##### THE DATA
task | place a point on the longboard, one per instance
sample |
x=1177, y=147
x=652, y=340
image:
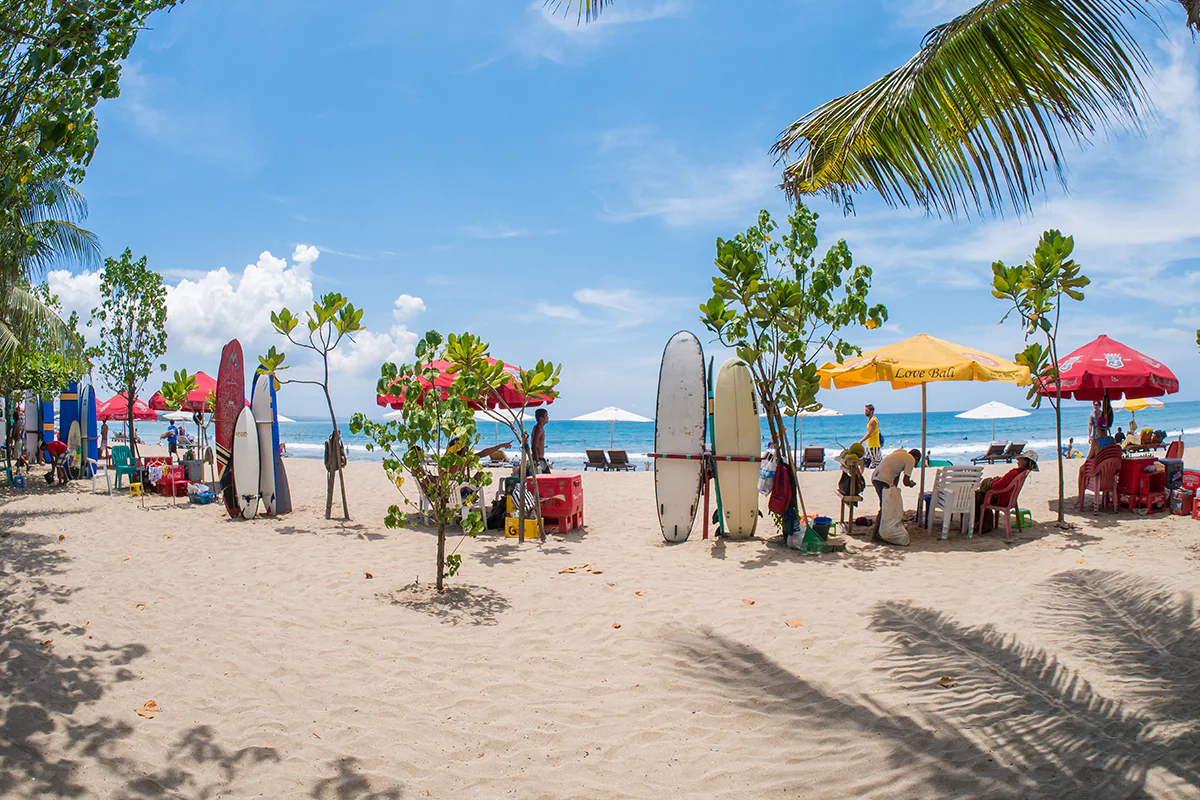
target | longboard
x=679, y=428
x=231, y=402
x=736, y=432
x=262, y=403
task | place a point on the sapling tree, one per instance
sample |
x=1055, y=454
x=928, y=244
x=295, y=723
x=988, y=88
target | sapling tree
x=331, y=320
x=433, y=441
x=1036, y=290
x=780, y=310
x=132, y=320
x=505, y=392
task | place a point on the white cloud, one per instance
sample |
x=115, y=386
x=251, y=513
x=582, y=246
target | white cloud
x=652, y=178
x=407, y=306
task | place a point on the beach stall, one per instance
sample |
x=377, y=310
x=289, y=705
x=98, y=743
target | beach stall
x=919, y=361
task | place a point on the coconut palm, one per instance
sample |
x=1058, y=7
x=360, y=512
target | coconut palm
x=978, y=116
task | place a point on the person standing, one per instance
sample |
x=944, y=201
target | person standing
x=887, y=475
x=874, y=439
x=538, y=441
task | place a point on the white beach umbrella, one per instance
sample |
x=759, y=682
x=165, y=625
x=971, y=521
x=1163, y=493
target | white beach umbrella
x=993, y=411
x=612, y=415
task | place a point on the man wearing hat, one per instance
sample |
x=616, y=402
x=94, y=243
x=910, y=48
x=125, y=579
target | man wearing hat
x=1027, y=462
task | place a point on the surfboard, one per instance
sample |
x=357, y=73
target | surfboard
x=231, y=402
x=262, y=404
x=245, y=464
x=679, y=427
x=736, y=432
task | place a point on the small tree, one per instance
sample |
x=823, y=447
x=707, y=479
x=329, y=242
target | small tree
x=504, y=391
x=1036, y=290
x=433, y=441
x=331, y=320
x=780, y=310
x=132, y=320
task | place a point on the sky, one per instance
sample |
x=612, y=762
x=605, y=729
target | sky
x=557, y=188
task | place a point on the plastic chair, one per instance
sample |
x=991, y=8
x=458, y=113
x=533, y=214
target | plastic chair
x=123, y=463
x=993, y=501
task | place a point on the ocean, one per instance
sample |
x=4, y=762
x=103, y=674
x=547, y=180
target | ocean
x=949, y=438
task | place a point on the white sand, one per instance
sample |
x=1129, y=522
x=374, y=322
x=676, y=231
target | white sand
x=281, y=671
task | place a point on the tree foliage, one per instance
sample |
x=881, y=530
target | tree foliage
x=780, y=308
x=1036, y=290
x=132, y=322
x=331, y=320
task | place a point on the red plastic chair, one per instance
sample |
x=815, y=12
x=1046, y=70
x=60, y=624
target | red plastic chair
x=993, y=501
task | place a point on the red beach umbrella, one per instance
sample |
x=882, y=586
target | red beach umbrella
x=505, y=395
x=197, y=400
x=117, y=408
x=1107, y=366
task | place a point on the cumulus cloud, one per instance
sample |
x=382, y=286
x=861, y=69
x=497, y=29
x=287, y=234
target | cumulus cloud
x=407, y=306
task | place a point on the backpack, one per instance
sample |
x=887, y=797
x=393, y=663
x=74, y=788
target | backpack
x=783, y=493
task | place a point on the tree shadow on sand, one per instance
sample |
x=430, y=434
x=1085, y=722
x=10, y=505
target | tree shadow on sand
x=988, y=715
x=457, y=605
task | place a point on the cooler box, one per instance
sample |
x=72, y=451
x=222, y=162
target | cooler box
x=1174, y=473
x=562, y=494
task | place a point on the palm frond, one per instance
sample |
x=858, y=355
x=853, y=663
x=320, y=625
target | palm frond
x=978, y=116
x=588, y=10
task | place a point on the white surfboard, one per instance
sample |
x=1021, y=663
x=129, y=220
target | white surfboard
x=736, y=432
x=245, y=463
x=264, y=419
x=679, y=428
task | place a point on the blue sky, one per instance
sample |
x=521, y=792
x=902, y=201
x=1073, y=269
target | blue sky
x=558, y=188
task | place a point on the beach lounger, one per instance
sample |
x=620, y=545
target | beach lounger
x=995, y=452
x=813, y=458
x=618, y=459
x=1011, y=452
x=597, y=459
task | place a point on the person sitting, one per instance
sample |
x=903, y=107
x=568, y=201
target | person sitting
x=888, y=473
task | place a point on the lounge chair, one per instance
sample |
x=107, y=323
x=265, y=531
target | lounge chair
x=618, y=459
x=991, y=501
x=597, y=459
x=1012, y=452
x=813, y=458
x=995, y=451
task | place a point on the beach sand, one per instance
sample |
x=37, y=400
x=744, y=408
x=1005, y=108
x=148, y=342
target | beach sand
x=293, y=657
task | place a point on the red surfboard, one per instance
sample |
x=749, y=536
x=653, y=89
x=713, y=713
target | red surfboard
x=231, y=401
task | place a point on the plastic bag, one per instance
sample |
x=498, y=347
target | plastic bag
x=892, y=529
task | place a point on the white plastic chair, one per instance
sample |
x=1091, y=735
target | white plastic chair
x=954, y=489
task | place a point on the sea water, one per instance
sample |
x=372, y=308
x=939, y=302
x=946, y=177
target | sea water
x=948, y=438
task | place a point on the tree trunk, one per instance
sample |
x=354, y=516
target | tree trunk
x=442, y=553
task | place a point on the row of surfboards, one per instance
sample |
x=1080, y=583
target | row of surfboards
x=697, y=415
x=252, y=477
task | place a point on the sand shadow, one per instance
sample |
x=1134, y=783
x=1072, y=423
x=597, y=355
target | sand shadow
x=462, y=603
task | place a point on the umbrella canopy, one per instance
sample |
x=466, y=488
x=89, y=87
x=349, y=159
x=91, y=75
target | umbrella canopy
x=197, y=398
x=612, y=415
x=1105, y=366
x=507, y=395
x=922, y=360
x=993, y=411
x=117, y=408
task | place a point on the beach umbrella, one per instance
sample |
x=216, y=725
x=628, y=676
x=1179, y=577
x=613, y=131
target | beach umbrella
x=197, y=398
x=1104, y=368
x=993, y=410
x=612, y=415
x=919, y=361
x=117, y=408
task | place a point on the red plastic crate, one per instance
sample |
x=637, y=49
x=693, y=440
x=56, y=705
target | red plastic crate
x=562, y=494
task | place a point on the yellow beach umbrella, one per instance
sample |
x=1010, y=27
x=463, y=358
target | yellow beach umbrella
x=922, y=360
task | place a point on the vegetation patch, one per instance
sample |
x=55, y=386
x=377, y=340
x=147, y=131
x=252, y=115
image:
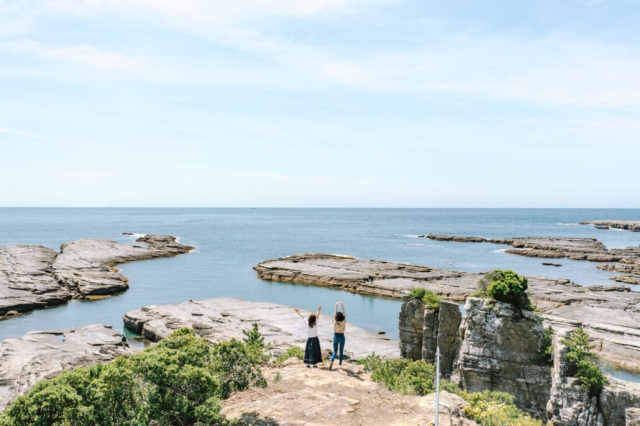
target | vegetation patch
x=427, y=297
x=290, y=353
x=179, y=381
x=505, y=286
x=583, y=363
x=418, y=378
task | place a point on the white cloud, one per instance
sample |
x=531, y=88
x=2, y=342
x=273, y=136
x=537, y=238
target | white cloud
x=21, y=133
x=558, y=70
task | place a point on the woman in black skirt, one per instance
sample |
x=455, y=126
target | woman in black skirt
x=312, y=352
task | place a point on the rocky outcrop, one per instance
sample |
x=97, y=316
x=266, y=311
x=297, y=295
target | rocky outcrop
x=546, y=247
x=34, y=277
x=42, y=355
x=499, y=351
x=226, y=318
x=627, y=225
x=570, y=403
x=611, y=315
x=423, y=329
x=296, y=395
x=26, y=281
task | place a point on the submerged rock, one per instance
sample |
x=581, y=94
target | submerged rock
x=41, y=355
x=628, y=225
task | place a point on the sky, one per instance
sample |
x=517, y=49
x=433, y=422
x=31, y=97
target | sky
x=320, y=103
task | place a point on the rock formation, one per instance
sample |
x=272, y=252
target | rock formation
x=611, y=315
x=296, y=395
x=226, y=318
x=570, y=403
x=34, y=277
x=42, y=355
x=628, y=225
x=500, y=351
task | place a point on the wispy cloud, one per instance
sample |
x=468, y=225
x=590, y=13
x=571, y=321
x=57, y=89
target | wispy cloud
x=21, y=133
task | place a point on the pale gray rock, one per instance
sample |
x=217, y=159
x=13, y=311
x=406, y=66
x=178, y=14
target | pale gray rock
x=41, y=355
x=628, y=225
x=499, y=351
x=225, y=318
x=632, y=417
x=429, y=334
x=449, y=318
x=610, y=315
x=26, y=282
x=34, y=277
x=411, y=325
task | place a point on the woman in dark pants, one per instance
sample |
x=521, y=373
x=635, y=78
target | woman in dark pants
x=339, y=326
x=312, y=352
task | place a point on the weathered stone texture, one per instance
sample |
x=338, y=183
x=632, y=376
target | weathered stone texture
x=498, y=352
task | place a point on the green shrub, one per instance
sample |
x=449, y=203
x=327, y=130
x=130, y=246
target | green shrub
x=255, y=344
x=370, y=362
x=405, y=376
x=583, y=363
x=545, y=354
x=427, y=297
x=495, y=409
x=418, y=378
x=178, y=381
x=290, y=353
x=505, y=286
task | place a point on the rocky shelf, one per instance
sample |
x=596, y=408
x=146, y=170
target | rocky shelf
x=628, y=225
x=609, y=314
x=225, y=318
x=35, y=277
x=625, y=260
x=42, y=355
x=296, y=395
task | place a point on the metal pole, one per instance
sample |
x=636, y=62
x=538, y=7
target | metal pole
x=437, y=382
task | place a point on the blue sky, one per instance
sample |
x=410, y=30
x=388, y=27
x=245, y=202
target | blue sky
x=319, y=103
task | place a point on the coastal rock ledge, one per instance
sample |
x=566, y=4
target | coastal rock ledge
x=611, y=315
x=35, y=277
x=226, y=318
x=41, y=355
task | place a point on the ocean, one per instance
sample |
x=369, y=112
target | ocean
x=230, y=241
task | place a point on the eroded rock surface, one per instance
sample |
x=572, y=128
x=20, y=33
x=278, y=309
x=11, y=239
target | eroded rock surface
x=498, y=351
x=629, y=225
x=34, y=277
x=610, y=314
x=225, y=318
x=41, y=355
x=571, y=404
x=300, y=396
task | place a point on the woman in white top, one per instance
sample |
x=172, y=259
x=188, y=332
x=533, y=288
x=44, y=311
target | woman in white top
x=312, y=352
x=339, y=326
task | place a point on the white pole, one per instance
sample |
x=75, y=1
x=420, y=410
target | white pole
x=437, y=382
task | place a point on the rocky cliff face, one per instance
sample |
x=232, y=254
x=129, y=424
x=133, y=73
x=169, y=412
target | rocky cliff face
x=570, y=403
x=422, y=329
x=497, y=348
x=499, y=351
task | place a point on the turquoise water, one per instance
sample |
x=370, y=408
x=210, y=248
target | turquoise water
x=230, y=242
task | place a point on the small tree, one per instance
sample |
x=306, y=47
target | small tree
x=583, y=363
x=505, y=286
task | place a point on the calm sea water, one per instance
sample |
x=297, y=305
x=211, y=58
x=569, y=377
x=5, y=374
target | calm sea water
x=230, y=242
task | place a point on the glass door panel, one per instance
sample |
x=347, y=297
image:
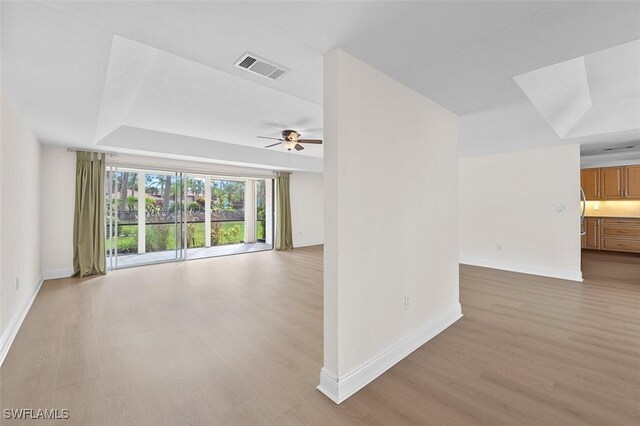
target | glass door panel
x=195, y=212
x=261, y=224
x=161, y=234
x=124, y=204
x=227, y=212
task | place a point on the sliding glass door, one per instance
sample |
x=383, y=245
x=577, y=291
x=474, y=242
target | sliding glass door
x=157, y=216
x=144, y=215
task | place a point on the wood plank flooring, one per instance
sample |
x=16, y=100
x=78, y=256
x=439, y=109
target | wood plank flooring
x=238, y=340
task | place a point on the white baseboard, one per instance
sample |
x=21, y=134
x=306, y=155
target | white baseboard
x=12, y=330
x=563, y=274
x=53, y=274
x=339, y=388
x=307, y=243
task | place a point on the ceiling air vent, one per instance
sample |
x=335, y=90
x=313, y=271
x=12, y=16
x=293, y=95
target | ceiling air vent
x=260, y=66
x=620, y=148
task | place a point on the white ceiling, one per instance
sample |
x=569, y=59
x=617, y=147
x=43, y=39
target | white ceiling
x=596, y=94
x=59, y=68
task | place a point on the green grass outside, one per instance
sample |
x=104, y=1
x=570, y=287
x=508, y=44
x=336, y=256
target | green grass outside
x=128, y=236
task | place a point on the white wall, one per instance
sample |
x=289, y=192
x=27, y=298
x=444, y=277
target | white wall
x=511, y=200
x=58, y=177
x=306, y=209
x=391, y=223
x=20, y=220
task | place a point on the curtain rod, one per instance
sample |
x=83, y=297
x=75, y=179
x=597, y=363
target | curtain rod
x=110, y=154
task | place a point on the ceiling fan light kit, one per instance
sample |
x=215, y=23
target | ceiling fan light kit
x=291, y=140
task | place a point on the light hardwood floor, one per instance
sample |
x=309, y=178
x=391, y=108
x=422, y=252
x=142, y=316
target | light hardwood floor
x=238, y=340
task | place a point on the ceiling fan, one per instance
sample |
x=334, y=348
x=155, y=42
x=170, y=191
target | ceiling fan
##########
Write out the items verbatim, from the line containing "task | place a point on the wood" through the line containing "x=307, y=243", with both of those lines included.

task | place a point on the wood plank flooring, one per instance
sample |
x=16, y=100
x=78, y=256
x=439, y=109
target | wood plank flooring
x=238, y=340
task | place a point on the white baseboard, one per instance
sample |
x=21, y=134
x=306, y=155
target | white baseboard
x=12, y=330
x=563, y=274
x=53, y=274
x=339, y=388
x=307, y=243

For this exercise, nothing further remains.